> [Work to complete] From the records below, copy the lines that include "foot".

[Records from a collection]
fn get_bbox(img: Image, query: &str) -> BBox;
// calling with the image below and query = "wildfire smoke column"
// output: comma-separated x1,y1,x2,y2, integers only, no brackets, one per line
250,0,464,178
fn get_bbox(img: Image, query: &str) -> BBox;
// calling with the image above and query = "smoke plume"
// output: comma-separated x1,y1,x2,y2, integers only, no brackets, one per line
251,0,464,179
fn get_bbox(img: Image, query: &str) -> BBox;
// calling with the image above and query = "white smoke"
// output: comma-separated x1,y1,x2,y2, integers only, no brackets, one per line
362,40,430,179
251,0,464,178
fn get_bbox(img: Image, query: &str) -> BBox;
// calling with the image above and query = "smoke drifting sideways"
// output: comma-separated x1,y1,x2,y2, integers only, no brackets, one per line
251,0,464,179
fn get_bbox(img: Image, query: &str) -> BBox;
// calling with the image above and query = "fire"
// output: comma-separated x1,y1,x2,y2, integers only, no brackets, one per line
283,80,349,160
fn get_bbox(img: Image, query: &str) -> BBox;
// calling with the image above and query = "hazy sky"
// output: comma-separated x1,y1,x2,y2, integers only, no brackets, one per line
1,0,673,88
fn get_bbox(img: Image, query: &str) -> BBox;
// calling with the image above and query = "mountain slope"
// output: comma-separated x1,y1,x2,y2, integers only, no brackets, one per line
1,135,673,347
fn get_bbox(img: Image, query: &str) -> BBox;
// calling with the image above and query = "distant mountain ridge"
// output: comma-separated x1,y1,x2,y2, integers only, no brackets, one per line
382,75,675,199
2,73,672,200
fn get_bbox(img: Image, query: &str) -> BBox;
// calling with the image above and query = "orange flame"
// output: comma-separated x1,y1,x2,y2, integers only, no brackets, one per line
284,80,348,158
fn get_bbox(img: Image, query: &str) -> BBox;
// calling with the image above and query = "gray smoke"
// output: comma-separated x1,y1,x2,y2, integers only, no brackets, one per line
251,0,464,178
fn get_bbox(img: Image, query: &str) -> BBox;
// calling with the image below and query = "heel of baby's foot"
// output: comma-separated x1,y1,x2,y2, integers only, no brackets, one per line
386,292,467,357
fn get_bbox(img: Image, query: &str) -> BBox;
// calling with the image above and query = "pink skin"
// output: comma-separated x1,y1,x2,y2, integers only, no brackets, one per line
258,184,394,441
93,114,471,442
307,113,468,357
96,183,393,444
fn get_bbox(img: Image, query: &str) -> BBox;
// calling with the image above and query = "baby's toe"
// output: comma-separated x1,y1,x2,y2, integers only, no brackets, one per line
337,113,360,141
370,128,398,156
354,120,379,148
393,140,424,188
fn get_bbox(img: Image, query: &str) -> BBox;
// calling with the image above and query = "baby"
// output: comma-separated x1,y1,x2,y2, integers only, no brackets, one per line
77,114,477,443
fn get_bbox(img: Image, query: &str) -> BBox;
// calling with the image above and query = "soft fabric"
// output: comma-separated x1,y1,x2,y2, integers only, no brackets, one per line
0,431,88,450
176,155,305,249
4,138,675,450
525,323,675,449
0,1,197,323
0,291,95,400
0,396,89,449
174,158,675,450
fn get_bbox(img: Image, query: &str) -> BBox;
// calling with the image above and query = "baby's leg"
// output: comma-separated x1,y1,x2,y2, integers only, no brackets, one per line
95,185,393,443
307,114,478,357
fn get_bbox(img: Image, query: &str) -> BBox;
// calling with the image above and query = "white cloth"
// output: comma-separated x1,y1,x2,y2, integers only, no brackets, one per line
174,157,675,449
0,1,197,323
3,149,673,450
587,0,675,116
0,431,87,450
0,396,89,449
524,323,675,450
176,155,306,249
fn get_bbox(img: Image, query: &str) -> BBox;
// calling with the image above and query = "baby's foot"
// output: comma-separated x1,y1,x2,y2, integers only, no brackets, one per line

> [Exercise answer]
// calling with the image below and query = "heel of baby's foot"
// calling with the image above and query = "baby's foot"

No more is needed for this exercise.